The required output is the lines below from the line containing "Target: plaid shirt" to the line containing "Target: person wearing cap backwards", inclusive, retyped exactly. No other lines belong in it.

Point-per-instance localization data
[Start of Attachment]

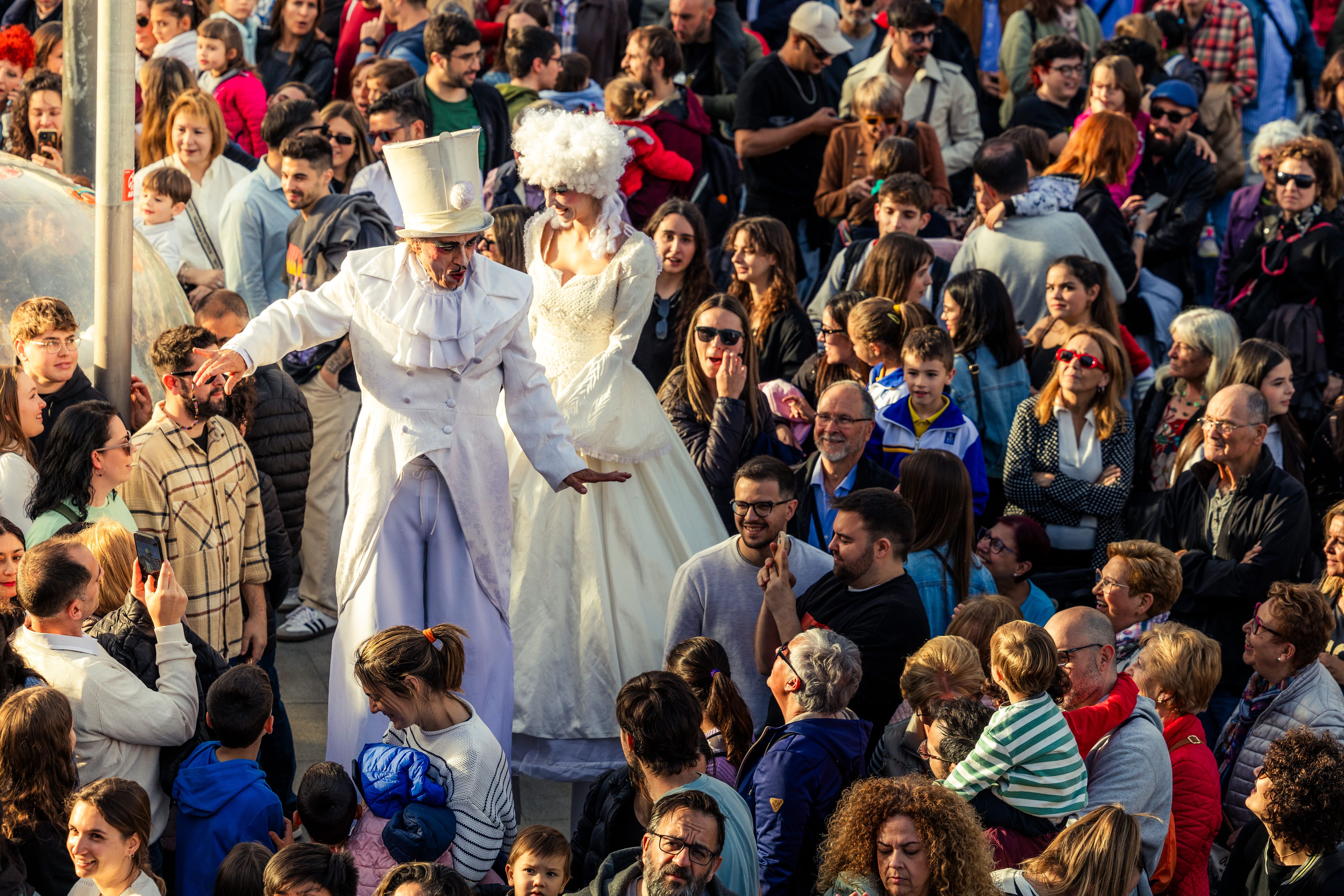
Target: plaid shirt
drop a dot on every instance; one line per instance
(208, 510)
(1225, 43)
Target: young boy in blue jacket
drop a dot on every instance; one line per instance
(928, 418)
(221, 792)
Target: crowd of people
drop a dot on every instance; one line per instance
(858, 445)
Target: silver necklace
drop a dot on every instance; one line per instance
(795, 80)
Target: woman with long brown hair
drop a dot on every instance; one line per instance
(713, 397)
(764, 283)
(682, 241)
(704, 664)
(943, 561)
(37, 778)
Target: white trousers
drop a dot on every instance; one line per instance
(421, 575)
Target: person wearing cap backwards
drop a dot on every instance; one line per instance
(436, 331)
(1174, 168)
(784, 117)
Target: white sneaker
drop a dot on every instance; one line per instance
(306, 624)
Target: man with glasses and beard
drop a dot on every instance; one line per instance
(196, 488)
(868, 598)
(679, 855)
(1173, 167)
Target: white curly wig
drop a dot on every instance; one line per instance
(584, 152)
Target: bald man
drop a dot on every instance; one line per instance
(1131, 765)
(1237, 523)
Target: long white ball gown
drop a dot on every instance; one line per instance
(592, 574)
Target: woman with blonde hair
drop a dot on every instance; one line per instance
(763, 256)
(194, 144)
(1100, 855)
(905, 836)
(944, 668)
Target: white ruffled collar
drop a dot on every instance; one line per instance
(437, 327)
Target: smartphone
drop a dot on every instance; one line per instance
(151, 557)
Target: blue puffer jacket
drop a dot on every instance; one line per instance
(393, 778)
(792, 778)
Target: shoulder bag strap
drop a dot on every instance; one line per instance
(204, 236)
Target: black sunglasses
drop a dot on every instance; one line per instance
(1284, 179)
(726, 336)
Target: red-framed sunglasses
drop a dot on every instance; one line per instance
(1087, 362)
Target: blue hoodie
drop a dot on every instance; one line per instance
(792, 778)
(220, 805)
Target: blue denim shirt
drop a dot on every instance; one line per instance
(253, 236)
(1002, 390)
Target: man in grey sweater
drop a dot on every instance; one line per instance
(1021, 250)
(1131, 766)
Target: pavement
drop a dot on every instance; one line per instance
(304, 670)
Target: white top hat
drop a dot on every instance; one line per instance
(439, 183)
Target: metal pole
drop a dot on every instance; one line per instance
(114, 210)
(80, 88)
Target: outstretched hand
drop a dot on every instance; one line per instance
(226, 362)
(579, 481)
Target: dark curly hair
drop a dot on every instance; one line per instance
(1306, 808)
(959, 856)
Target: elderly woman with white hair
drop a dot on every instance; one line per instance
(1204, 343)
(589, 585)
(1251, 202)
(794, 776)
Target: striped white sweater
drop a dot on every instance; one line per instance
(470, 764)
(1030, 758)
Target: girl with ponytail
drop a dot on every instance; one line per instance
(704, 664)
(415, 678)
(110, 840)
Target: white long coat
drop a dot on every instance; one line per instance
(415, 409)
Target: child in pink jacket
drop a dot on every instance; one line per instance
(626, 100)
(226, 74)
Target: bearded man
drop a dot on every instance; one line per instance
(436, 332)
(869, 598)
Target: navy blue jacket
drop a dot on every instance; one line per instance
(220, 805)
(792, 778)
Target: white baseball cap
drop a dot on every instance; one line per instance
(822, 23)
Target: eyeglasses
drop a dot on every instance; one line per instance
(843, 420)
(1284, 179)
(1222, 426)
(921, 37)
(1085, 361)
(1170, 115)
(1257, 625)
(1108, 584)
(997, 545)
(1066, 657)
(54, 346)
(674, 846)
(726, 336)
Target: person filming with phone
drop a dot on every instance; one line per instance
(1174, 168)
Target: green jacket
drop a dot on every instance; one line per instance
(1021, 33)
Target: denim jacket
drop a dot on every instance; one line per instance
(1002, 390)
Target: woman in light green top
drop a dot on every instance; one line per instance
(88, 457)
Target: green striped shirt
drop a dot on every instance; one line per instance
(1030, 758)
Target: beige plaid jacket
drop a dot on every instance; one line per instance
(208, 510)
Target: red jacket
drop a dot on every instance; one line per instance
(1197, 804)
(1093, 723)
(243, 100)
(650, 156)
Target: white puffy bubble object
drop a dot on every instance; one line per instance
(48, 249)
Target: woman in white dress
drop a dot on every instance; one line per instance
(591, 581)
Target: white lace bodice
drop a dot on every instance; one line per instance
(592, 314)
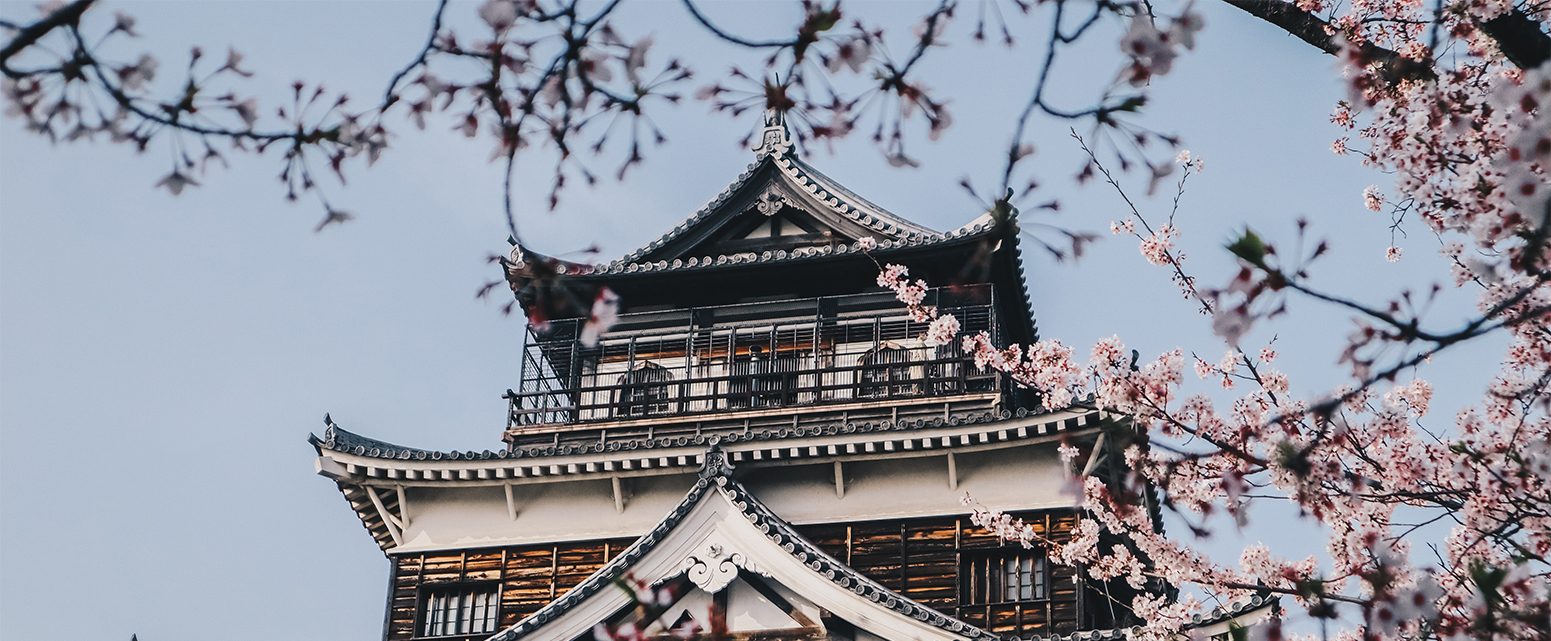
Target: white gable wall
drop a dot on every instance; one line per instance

[End of Attachment]
[Start of Attachment]

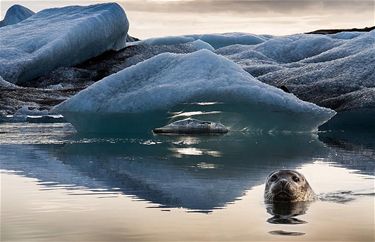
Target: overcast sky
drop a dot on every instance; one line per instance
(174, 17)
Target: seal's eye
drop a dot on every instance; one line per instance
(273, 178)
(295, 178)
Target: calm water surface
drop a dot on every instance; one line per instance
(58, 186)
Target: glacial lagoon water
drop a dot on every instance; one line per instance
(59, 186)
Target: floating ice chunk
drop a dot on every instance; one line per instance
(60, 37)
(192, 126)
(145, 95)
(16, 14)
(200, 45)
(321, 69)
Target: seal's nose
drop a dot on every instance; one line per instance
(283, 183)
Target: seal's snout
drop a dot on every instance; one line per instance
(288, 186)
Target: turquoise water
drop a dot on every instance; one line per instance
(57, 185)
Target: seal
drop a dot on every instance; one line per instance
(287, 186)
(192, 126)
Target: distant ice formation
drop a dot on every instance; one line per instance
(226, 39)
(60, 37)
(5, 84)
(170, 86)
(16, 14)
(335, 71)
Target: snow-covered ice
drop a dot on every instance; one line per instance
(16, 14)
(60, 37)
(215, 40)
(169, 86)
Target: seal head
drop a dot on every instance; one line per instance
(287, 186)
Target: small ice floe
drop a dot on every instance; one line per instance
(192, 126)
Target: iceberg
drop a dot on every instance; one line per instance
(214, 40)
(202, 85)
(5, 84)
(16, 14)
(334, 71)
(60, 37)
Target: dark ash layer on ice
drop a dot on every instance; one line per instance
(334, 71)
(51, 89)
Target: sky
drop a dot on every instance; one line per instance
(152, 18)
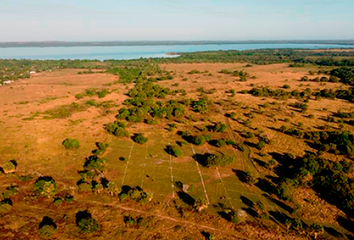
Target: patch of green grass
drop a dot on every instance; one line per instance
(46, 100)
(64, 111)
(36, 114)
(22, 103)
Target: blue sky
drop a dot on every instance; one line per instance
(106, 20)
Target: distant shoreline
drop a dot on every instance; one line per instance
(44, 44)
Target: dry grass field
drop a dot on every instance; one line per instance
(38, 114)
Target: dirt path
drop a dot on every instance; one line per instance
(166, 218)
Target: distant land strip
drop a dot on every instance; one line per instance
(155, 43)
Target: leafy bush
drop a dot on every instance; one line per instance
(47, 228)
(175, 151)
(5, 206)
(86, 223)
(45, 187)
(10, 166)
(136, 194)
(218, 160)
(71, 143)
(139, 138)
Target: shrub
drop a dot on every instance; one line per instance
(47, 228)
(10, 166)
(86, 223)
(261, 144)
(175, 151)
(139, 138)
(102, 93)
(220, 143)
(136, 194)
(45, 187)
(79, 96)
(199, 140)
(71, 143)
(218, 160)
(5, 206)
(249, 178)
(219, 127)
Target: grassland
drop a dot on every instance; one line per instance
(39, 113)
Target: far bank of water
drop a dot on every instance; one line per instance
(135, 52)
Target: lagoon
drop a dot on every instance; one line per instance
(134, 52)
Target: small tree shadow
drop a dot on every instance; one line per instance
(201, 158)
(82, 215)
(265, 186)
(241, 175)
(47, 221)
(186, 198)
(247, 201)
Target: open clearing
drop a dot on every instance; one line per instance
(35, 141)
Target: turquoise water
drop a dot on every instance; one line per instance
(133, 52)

[End of Attachment]

■ **SOLUTION TO THIS EXERCISE**
Target: plaid shirt
drop a dot on every instance; one line per instance
(208, 510)
(1225, 43)
Target: young boy in blue jacket
drop a dot on every instance; one line per instance
(928, 418)
(221, 792)
Target: crowd of people
drop a dot on every instance; one line per instance
(858, 445)
Target: silver necklace
drop a dot on every instance; one line per instance
(795, 80)
Target: woman with long brown hair
drop a dot on every instance; one line per instance
(713, 397)
(764, 283)
(682, 241)
(704, 664)
(943, 561)
(37, 778)
Target: white trousers
drop a dot on every instance; one line per instance
(421, 575)
Target: person wearing cap backwards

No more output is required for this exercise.